● **Given problem**:
Reproduce exactly the lines beginning with the line that contains "Exercise. Locate the black shorts" and ending at the final line of the material below.

● **Records for the task**:

>>>>

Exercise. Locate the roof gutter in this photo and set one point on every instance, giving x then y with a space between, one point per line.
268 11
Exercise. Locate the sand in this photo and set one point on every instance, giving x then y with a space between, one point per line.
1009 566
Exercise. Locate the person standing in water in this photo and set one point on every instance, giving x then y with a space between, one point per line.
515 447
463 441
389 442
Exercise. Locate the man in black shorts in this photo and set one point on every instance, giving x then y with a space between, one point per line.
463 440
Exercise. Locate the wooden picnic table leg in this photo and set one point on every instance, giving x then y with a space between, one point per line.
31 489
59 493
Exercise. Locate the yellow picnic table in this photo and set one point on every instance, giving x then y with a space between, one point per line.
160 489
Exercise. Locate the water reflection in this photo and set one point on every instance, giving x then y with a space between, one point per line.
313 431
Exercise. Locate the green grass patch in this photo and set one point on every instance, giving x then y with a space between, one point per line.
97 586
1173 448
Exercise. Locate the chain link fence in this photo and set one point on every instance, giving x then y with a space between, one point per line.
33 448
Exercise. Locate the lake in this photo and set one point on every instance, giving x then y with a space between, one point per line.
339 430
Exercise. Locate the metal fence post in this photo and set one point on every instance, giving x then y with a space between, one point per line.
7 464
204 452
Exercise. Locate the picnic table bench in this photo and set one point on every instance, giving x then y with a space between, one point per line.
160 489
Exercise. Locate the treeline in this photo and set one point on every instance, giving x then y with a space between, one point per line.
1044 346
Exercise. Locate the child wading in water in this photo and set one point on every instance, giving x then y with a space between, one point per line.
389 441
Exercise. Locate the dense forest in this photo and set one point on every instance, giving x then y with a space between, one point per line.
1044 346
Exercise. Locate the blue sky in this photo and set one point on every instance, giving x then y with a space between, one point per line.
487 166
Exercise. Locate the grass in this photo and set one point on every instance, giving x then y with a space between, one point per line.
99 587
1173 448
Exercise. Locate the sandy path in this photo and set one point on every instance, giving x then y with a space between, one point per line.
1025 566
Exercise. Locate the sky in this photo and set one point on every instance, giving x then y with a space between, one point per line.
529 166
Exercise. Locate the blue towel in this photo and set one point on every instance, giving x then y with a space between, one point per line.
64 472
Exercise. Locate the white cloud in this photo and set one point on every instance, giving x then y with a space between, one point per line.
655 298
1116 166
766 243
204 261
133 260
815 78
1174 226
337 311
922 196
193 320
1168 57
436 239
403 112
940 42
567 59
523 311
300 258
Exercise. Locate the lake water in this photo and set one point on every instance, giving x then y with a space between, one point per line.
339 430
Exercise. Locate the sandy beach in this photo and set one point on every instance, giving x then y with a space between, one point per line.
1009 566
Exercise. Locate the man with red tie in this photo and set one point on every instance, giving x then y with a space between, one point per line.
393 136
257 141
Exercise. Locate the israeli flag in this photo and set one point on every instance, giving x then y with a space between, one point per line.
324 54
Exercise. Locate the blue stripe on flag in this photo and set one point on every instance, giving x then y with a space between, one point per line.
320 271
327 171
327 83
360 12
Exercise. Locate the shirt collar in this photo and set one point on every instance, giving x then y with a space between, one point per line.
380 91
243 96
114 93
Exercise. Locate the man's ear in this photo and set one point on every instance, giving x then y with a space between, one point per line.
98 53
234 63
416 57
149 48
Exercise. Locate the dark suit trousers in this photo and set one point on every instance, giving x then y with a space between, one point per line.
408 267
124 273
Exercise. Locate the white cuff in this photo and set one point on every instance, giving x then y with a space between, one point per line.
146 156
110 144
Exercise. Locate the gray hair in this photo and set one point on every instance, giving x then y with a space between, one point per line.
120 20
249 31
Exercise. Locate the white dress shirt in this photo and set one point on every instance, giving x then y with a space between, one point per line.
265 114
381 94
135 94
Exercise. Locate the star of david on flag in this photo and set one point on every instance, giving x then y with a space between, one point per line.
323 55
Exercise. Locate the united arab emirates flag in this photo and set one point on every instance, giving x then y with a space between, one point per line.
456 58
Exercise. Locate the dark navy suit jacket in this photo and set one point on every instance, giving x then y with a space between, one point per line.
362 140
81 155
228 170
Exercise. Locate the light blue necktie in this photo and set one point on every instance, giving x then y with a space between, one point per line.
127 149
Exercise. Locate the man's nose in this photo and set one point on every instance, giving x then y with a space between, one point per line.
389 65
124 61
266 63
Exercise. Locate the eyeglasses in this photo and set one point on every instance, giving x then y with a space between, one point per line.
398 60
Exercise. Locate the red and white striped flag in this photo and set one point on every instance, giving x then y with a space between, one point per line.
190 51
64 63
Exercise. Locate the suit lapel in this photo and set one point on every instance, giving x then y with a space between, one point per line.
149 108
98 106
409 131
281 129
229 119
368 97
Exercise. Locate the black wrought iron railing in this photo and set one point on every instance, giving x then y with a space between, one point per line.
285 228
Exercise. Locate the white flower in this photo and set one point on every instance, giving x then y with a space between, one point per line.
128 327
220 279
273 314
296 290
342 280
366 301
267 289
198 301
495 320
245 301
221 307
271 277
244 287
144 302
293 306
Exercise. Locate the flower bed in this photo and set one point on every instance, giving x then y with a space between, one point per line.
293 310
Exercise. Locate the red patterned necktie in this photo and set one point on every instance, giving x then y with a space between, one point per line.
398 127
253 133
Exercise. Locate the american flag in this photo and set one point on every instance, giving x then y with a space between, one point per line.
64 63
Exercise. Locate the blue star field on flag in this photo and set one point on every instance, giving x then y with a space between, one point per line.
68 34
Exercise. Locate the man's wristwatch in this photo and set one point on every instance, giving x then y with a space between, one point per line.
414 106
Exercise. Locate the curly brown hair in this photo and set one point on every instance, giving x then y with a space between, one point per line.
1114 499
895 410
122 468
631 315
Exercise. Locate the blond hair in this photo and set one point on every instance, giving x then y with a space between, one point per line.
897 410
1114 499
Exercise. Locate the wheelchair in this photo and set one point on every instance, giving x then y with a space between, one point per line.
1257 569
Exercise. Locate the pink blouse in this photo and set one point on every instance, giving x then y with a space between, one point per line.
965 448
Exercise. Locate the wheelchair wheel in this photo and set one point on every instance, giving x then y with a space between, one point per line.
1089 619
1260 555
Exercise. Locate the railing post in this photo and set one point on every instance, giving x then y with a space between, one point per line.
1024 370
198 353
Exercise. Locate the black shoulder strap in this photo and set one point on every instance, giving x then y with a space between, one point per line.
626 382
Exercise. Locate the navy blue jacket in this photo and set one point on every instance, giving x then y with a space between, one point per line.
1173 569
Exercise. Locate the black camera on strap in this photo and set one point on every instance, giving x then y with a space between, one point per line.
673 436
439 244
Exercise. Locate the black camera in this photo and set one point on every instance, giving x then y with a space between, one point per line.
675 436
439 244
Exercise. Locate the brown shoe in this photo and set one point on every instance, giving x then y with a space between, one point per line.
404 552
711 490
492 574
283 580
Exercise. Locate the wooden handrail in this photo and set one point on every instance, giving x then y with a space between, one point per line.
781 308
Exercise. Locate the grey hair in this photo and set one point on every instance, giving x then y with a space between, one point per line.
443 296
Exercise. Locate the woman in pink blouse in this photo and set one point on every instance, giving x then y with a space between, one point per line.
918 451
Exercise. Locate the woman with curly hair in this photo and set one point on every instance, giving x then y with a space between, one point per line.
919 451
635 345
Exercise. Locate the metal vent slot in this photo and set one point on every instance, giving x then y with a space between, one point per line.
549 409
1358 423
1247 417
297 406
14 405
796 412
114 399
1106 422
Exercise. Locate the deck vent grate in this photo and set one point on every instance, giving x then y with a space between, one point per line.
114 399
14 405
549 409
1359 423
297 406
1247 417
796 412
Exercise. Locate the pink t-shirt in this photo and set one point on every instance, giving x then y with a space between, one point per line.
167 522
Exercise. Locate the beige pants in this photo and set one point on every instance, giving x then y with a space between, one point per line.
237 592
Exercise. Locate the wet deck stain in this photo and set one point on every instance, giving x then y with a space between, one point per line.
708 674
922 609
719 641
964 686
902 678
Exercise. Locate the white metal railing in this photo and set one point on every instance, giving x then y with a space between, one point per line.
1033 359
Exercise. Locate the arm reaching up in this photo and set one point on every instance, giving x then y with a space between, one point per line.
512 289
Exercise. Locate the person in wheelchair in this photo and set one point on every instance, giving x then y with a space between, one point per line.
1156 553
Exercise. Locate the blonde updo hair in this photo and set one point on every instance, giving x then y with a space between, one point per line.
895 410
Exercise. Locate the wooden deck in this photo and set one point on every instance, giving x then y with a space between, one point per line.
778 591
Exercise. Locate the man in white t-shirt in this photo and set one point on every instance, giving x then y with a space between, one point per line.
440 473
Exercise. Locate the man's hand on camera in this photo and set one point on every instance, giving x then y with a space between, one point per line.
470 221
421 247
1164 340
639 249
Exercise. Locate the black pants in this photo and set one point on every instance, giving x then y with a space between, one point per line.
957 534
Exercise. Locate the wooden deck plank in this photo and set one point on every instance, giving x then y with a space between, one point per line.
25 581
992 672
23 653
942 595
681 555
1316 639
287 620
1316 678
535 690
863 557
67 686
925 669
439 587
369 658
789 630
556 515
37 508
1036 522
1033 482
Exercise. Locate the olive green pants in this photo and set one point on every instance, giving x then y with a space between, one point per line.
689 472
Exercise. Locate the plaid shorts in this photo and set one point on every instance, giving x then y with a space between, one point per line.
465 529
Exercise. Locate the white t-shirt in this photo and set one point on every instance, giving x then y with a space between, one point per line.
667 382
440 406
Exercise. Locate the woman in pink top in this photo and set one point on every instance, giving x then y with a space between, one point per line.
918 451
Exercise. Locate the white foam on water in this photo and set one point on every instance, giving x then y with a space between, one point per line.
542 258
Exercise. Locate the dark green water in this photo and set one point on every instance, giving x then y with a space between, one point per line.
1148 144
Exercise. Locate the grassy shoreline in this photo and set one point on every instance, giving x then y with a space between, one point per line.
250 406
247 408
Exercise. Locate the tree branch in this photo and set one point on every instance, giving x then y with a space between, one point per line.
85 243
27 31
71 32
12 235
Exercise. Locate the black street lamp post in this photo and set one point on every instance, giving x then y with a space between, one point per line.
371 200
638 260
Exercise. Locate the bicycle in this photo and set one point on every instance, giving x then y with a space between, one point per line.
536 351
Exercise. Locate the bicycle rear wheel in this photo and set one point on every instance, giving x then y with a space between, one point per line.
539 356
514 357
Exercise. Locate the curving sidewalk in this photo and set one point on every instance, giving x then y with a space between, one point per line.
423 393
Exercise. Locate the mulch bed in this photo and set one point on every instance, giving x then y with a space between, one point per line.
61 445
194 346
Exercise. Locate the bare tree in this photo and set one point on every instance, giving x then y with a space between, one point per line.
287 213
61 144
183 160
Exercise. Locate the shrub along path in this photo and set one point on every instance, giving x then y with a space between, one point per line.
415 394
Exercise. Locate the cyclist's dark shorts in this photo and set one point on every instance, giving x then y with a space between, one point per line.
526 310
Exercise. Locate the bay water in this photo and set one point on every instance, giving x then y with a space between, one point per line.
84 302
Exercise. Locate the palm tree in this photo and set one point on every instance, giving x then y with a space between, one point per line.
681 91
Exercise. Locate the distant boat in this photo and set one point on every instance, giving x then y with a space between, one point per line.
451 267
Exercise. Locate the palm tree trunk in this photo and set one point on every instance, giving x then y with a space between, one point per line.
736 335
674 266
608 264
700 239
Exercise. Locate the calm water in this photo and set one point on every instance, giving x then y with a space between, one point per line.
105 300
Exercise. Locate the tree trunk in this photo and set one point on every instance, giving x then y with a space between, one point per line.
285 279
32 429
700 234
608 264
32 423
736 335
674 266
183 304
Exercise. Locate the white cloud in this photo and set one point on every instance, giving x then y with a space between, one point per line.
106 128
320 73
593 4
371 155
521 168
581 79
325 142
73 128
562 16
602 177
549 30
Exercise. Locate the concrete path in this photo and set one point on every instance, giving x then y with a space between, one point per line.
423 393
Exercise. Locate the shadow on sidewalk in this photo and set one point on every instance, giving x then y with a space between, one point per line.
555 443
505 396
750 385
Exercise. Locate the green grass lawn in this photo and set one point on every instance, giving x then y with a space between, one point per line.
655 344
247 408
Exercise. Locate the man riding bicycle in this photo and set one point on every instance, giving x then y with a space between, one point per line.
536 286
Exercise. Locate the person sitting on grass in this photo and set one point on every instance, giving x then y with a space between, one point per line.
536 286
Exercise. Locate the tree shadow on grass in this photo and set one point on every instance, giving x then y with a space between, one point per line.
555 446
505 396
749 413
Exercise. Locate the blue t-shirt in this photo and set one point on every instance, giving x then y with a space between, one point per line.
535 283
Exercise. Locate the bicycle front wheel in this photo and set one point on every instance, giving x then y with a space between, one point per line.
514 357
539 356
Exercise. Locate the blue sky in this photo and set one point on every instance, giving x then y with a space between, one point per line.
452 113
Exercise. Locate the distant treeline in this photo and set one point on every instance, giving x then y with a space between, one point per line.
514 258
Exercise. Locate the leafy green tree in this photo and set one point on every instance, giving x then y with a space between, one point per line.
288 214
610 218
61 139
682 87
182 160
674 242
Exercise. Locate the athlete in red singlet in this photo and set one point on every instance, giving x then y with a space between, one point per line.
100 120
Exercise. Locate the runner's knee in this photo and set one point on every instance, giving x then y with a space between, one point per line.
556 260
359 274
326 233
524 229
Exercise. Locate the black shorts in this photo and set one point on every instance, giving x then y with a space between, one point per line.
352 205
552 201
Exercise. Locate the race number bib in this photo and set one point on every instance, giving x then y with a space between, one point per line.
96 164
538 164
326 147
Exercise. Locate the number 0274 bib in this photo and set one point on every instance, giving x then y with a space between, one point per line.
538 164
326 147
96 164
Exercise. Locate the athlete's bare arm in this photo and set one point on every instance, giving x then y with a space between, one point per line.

<<<<

● **Answer to this problem**:
Exercise. Locate the black shorts in this photo and set one point on every instance, giving x then y with a space between, one point per line.
352 205
552 201
Exercise. Locate the race number bib in this photo and set one point on every instance, giving x then y with a space between, one point per line.
96 164
538 164
326 147
Exercise. Locate the number 0274 bib in this photo and set one point on every instance, giving x then y with a space between, one point per line.
538 164
326 147
96 164
Exercise. Locate the athlete's bare arm in this photo and set one point on every instance, giving x then y with a space between, one point per line.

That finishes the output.